Each record should be reproduced exactly.

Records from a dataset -
::::
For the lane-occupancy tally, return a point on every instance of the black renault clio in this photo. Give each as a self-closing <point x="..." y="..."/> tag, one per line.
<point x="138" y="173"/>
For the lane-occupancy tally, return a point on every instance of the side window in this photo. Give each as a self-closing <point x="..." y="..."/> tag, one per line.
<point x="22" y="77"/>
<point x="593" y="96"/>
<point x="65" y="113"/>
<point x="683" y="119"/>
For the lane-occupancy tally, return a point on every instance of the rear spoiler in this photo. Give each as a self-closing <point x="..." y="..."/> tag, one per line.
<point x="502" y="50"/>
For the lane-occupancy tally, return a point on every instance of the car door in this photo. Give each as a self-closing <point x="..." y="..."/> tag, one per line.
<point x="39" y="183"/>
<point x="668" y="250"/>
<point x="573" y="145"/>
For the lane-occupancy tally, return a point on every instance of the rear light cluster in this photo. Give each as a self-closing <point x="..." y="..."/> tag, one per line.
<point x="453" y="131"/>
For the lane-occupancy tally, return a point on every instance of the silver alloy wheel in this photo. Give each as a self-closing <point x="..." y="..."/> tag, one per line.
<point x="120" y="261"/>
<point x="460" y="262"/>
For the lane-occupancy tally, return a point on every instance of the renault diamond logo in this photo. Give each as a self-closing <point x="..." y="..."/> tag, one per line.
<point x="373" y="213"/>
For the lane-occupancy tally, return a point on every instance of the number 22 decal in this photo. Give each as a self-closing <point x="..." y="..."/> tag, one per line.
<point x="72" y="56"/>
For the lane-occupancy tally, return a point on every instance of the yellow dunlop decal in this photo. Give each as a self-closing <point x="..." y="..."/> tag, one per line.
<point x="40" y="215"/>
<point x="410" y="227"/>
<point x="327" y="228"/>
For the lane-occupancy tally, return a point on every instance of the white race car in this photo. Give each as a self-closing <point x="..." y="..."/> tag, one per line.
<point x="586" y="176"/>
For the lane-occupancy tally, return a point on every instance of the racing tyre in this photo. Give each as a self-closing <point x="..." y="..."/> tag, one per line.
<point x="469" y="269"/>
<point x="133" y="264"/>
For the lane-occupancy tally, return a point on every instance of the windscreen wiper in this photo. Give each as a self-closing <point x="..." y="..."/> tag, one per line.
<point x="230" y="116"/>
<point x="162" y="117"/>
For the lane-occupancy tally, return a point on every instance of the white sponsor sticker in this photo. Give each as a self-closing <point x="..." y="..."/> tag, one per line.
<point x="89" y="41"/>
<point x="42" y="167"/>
::::
Completed task -
For the lane-occupancy tally, return a point on every instance of the black renault clio in this photo. Give each as a self-closing <point x="..." y="..."/> tag, one per line.
<point x="138" y="173"/>
For the lane-occupancy tally, return a point on every instance of the side window in this photo. Give each as a self-closing <point x="..." y="..."/> tag, one per line.
<point x="22" y="77"/>
<point x="593" y="96"/>
<point x="65" y="113"/>
<point x="683" y="119"/>
For the lane-occupancy tally, return a point on every instance of the rear spoiler in this photo. Give each as a self-closing <point x="..." y="..."/> tag, one per line.
<point x="502" y="50"/>
For the lane-occupancy tally, return a point on every instance of the car door in this photo. Give each as a self-closing <point x="..." y="..."/> tag, one per line.
<point x="39" y="183"/>
<point x="668" y="250"/>
<point x="573" y="145"/>
For the lane-occupancy tally, return a point on every instance of the rear light cluster in this photo. Give each as a self-closing <point x="..." y="..."/> tag, one per line.
<point x="453" y="131"/>
For the lane-occupancy tally, return a point on every instance of the silver alloy wheel in this photo. Give each as a self-closing <point x="..." y="..."/> tag, one per line.
<point x="120" y="261"/>
<point x="460" y="262"/>
For the lane-occupancy tally, return a point on every instance of the renault diamond logo in this photo. Give each as a self-closing <point x="..." y="..."/> tag, one per line.
<point x="373" y="213"/>
For the lane-occupancy tally, return a point on every instance of the number 22 decal in this photo. Give each as a self-closing <point x="..." y="..."/> tag, one per line.
<point x="72" y="56"/>
For the lane-occupancy tally, return a point on every instance of the yellow dunlop decal in this photo. Give each as a self-closing <point x="..." y="..."/> tag, one per line.
<point x="40" y="215"/>
<point x="410" y="227"/>
<point x="327" y="228"/>
For the lane-occupancy tally, return a point on every instance of the white race car in this photo. Give each as a self-closing <point x="..." y="..."/> tag, one per line.
<point x="586" y="176"/>
For the lane-occupancy tally, return a point on every instance of the racing tyre in this photo. Give each as a self-closing <point x="..." y="..."/> tag, one per line.
<point x="469" y="269"/>
<point x="133" y="264"/>
For the lane-occupancy tally, return a point on every instance of the windscreen wiper in this photo. Give each as a self-closing <point x="..." y="..."/> tag, one per line.
<point x="230" y="116"/>
<point x="162" y="117"/>
For the lane-occupancy tally, return a point on every instance of the white sponsor sticker in this photo. Give each as a self-closing <point x="..." y="..."/> tag, one per line.
<point x="89" y="41"/>
<point x="42" y="167"/>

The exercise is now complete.